**PROBLEM 1**
Lay out the listing as a numbered list with blank lines left out, starting at the line that contains "Can you find the gray" and ending at the last line of the listing.

╭─ TEXT PROVIDED

# Mayday



## Dic Penderyn (May 5, 2008)

It was Mayday the other day. Apart from electioneering to try desperately to get themselves into local councils, pro-working class organisations in Wales did bugger all to mark the event.

In the past local anarchos have always used 1st May as an excuse to bugger off somewhere more active for some big demo. But wouldn't it be a good idea to mark Mayday in Cardiff next year?

Have a look at this blog


----------



## llantwit (May 6, 2008)

Nice blog.
Interesting that many of comments posted so far have centred around the call to support immigrants.
Do people think that a pro-immigrant stance will hinder a coalition looking to celbrate a politicised Mayday in Wales?


One guy said:


> I think immigration is bad for both domestic workers and immigrant workers. Immigration is an anti-working class bourgeois strategy to swell the labour pool and drive down wages.


Another was put off by there not being enough class analysis:


> No precarity - yeah, that’s what it’s all about!
> Seriously - there’s nothing wrong with putting migrants at the centre of Mayday but it’s for all workers. Migrants include Roman Abramovich and other multi-millionaires - are we defending them?
> A bit more class analysis and relevance to Wales rather than cutting and pasting some godawful translation might help.


Before DJ Lynx came in with a good post saying:


> not sure how the comments thread got hijacked into a conversation on immigration. sure rich people promote and encourage immigration to drive down wages, but that doesn’t meant that we should allow things like immigration status to divide our movement. solidarity is our best weapon and that means all working-class people everywhere - without regard to borders, race, nationality, ethnicity, or legal status. so cheers to keeping solidarity front and center. showing solidarity with immigrants and migrants is not the same as encouraging mass migration that uproots communities and forces people to flee far from friends and families in search of work, but these are our brothers and sisters and we owe it to them and to ourselves to stand up for them and for ourselves.
> basically, i think you’re both right. as noborderswales said “Migration is the natural result of the legacy of western colonialism”, but that doesn’t mean it doesn’t figure into bourgeoisie strategies. and solidarity is our best weapon to derail those strategies.
> just my 2 cents.


----------



## niclas (May 6, 2008)

llantwit said:


> Nice blog.
> Interesting that many of comments posted so far have centred around the call to support immigrants.
> Do people think that a pro-immigrant stance will hinder a coalition looking to celbrate a politicised Mayday in Wales?



My main problem with it was that it was so prescriptive - workers have nothing in common with their nation. Once again, it takes that "one size fits all" approach to national identity that has made elements of the left so irrelevant in Wales.

Some of the demands were odd and vague - "unconditional basic income" could be support for a minimum wage of £5 an hour. The European living wage wasn't quantified. Free access to skills - what does that mean? Define "cheap housing" .
 "Self organizing and unionizing rights freed from state repression" - why not repeal all anti-trade union laws?
 Precarization of youth is just gobbledygook.

Now all these might make sense if they were properly translated but I couldn't take that to my local trades council with any conviction.

And although there was talk of the working class, there was no class definition of migrants - who include non-doms, football stars and others with whom we have no common class interest.

╰─

**PROBLEM 2**
Proceed with the forum thread about marking Mayday in Wales from the point where it stops.

╭─ TASK MATERIAL

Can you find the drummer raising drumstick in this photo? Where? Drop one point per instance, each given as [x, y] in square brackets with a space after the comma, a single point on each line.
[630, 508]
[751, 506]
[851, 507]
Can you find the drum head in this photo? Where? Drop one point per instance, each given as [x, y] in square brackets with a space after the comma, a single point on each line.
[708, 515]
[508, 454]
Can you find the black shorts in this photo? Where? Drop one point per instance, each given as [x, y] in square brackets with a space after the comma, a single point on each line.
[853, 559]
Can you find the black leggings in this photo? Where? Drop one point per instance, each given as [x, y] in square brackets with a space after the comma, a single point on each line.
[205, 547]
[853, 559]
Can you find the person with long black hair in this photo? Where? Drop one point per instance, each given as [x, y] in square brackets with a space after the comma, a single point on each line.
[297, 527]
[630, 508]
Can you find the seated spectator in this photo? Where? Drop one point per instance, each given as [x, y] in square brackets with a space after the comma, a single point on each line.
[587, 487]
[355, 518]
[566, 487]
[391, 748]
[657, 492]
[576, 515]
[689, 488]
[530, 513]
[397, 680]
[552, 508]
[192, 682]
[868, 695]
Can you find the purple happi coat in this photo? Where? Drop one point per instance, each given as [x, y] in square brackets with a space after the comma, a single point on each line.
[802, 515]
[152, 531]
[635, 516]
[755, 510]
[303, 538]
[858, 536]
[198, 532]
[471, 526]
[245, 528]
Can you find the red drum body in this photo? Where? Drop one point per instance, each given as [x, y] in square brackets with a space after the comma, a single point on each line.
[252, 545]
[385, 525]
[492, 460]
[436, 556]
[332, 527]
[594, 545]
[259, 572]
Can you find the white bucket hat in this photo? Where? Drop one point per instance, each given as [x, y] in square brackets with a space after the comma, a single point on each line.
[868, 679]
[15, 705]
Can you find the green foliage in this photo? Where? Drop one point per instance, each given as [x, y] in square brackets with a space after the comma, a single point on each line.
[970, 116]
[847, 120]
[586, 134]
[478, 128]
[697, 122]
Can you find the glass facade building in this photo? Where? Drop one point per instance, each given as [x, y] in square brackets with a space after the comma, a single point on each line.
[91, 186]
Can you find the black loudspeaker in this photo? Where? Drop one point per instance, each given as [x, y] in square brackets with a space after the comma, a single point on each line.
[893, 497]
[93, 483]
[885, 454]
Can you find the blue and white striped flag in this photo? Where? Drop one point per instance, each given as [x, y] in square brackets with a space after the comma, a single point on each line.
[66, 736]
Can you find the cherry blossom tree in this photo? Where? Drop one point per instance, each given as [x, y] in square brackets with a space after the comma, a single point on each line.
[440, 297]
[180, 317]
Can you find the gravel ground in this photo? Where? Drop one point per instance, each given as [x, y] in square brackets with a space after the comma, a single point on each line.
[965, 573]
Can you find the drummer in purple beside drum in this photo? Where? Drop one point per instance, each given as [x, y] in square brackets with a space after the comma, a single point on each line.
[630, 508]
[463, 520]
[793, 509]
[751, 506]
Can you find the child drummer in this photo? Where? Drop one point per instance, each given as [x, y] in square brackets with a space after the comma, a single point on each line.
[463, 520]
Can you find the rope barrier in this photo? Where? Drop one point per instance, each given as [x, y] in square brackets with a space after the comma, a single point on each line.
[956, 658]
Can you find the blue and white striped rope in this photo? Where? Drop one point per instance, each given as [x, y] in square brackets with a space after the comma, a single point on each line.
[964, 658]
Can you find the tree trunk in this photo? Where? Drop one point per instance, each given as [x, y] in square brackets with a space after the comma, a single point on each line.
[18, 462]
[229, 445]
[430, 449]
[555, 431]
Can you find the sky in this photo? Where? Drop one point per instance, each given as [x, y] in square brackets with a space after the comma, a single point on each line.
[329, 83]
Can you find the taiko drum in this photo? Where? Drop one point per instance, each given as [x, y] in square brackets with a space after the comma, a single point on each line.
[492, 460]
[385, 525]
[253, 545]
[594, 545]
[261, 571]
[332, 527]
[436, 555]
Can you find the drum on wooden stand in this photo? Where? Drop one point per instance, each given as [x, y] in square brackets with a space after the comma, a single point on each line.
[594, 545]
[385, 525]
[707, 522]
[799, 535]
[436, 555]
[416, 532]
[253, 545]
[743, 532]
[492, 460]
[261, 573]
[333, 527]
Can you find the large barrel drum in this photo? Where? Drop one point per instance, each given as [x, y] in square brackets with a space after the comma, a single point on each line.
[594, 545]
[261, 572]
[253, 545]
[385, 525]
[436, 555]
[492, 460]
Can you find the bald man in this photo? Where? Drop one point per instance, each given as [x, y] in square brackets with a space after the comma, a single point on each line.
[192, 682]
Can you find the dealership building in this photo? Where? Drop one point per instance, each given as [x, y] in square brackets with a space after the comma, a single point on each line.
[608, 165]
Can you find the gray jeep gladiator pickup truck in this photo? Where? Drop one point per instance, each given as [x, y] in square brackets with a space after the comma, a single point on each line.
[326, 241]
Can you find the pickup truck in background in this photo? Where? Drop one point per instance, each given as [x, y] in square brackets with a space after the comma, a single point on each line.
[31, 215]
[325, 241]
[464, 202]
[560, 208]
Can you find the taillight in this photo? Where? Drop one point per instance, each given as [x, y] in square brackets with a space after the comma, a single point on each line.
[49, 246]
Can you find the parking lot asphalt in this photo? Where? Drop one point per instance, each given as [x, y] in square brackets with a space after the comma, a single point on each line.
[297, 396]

╰─

**WRITTEN ANSWER 1**
1. Can you find the gray jeep gladiator pickup truck in this photo? Where? Drop one point per instance, each given as [x, y] in square brackets with a space after the comma, a single point on each line.
2. [326, 241]
3. Can you find the pickup truck in background in this photo? Where? Drop one point per instance, each given as [x, y] in square brackets with a space after the comma, a single point on each line.
4. [31, 215]
5. [325, 241]
6. [464, 202]
7. [560, 208]
8. Can you find the taillight in this photo? Where? Drop one point per instance, each given as [x, y] in square brackets with a space after the comma, a single point on each line.
9. [49, 246]
10. Can you find the parking lot asphalt in this photo? Where? Drop one point per instance, each given as [x, y] in square brackets with a space after the comma, a single point on each line.
11. [297, 396]

**WRITTEN ANSWER 2**
If someone can re-define this statement more clearly, it'd be supportable. Until then, it's just Babelfish-meets-Trotsky.


----------



## llantwit (May 6, 2008)

niclas said:


> If someone can re-define this statement more clearly, it'd be supportable. Until then, it's just Babelfish-meets-Trotsky.



Lets get working on it then.
I agree with all of those points, btw.
How about the more general call for a Welsh Mayday? Or a South Welsh Mayday, if the Call out's for Cardiff?


----------



## lewislewis (May 6, 2008)

Alot of people would support a Wales May Day. From all different causes associated with the left.


----------



## niclas (May 7, 2008)

llantwit said:


> Lets get working on it then.
> I agree with all of those points, btw.
> How about the more general call for a Welsh Mayday? Or a South Welsh Mayday, if the Call out's for Cardiff?



A Welsh Mayday would include me - a S Wales/Cardiff one doesn't, so I'd prefer the first option 
 Any help I can give in organising support for it in the north, let me know. Would be good to make it a real festival - y'now fun as well as politics.


----------



## peterkro (May 7, 2008)

In Mayday news from further afield Chinese workers have had their usual 7 days celebrations cut to 3 days. Seemed to be having fun though.


----------



## Udo Erasmus (May 7, 2008)

Maybe a Welsh may day focused on three locations in North, South and West Wales.


----------



## Dic Penderyn (May 7, 2008)

The point of the blog was to get the idea of a Mayday in Wales off the ground using of the example of euromayday 008. The theme of opposing the difficult living conditions of working class people regardless of where they are from is a good one imho. 

I'm sorry if I made the class distinction of migrants unclear, certainly there is no way _"non-doms, football stars and others with whom we have no common class interest."_ should be part of what May Day is about. However I do believe wholeheartedly that fellow working class people persecuted by the British border regime are very much in need of our solidarity and support. Make no mistake the majority of people being fucked over by the border and immigration agency are working class!!

All my and my peer group's employment experiences has been precarious work. Perhaps the use of a snippet of translated text was unfortunate.

Anyway, as llantwit said, lets get working on it. I think defining a Welsh May Day statement needs to be the work of a collective of people. I like the idea of a focus in three locations (Aberystwyth, Cardiff & Wrexham?), with a united theme. 

Oh and _"fun as well as politics"_ - fuck yes.


----------



## Udo Erasmus (May 7, 2008)

we can take inspiration from the thousands of dockers in the States who on May Day of this year took strike action to call for US troops to be pulled out of Iraq and Afghanistan.


----------



## Dic Penderyn (May 12, 2008)

The longshoreman's strike was inspiring stuff, as was the _"multi-ethnic, decentralized, multi-topic and multi-tactic national day of mobilization to support immigrant workers rights"_ - though not the most catchy name!


----------



## Dic Penderyn (May 14, 2008)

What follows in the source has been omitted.